> [Exercise objective]
The records that follow must be repeated exactly, line by line.

> [Dataset records]
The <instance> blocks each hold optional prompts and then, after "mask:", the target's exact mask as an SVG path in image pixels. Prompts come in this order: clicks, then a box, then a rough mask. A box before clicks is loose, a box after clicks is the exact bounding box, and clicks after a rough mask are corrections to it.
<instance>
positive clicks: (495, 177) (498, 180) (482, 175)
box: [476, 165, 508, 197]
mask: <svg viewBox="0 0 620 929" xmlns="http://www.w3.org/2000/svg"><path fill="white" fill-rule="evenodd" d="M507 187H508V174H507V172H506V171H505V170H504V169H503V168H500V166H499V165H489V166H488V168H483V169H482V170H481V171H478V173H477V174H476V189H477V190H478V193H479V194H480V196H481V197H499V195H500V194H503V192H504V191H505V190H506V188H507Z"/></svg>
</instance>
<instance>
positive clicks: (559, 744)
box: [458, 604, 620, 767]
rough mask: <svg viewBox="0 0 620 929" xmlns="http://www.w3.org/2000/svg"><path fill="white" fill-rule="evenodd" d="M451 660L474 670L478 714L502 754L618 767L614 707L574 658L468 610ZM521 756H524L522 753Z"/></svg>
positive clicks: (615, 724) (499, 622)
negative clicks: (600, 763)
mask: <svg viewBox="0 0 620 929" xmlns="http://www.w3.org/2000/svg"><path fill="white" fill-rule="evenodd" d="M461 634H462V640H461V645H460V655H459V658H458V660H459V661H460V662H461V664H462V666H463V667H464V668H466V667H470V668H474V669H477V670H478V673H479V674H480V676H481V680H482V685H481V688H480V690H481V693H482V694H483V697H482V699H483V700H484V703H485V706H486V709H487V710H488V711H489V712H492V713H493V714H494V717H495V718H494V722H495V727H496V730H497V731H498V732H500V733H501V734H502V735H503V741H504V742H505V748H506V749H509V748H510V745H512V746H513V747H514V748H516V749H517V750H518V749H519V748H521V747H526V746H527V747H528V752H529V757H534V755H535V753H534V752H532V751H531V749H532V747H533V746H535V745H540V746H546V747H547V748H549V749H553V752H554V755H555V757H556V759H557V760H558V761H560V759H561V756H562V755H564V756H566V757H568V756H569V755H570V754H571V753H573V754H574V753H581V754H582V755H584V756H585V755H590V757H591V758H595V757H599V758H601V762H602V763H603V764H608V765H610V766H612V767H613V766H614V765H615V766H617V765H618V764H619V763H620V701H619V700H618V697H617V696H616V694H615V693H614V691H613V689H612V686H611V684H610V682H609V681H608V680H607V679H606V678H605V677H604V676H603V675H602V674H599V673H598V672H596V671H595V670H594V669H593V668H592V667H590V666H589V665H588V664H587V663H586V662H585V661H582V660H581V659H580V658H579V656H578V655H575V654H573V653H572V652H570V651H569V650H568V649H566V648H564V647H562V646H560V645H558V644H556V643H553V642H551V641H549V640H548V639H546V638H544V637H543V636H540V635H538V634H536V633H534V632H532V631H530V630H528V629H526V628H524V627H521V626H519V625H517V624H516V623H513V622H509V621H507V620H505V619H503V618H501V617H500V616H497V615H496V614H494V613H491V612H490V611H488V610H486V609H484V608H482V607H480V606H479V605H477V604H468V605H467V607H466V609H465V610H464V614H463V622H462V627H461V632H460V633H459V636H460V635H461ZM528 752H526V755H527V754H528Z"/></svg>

> [Task response]
The <instance> blocks each hold optional prompts and then, after "mask:", the target's exact mask as an SVG path in image pixels. Prompts come in this order: clicks, then a box, then a rough mask. A box before clicks is loose, a box after clicks is the exact bounding box, and clicks after a rough mask are corrections to it.
<instance>
positive clicks: (495, 177) (498, 180) (482, 175)
box: [476, 165, 508, 197]
mask: <svg viewBox="0 0 620 929" xmlns="http://www.w3.org/2000/svg"><path fill="white" fill-rule="evenodd" d="M507 187H508V174H507V172H506V171H505V170H504V169H503V168H500V166H499V165H489V166H488V168H483V169H482V170H481V171H478V173H477V174H476V189H477V190H478V193H479V194H480V196H481V197H499V195H500V194H503V192H504V191H505V190H506V188H507Z"/></svg>
</instance>
<instance>
positive clicks: (559, 744)
box: [458, 604, 620, 767]
rough mask: <svg viewBox="0 0 620 929" xmlns="http://www.w3.org/2000/svg"><path fill="white" fill-rule="evenodd" d="M451 660L474 670L478 714L502 754L618 767L614 707L574 658L468 610ZM521 756H524L522 753Z"/></svg>
positive clicks: (615, 724) (499, 622)
negative clicks: (600, 763)
mask: <svg viewBox="0 0 620 929" xmlns="http://www.w3.org/2000/svg"><path fill="white" fill-rule="evenodd" d="M461 634H462V640H461V645H460V655H459V658H458V660H459V661H460V662H461V664H462V666H463V667H464V668H466V667H470V668H474V669H477V670H478V673H479V674H480V676H481V680H482V685H481V688H480V690H481V693H482V694H483V697H482V699H483V700H484V703H485V706H486V709H487V710H488V711H489V712H492V713H493V714H494V717H495V718H494V722H495V727H496V730H497V731H498V732H500V733H501V734H502V735H503V741H504V742H505V748H506V749H509V748H510V745H512V746H513V747H514V748H516V749H517V750H518V749H519V748H521V747H526V746H527V747H528V752H529V757H534V755H535V753H534V752H532V751H531V749H532V747H533V746H535V745H540V746H546V747H547V748H549V749H553V752H554V755H555V757H556V759H557V760H558V761H560V759H561V756H562V755H564V756H566V757H568V756H569V755H570V754H571V753H573V754H574V753H581V754H582V755H584V756H585V755H590V757H591V758H595V757H599V758H601V762H602V763H603V764H608V765H610V766H612V767H613V766H614V765H615V766H617V765H618V764H619V763H620V701H619V700H618V697H617V696H616V694H615V693H614V691H613V689H612V686H611V684H610V682H609V681H608V680H607V679H606V678H605V677H604V676H603V675H602V674H599V673H598V672H596V671H595V670H594V669H593V668H592V667H590V666H589V665H588V664H587V663H586V662H585V661H582V660H581V659H580V658H579V656H578V655H575V654H573V653H572V652H570V651H569V650H568V649H566V648H564V647H562V646H560V645H558V644H556V643H553V642H551V641H549V640H548V639H546V638H544V637H543V636H540V635H538V634H536V633H534V632H532V631H530V630H528V629H526V628H524V627H521V626H519V625H517V624H516V623H513V622H509V621H507V620H505V619H503V618H501V617H500V616H497V615H496V614H494V613H491V612H490V611H488V610H486V609H484V608H482V607H480V606H479V605H477V604H468V605H467V607H466V609H465V610H464V614H463V622H462V627H461V632H460V633H459V636H460V635H461ZM528 752H526V755H527V754H528Z"/></svg>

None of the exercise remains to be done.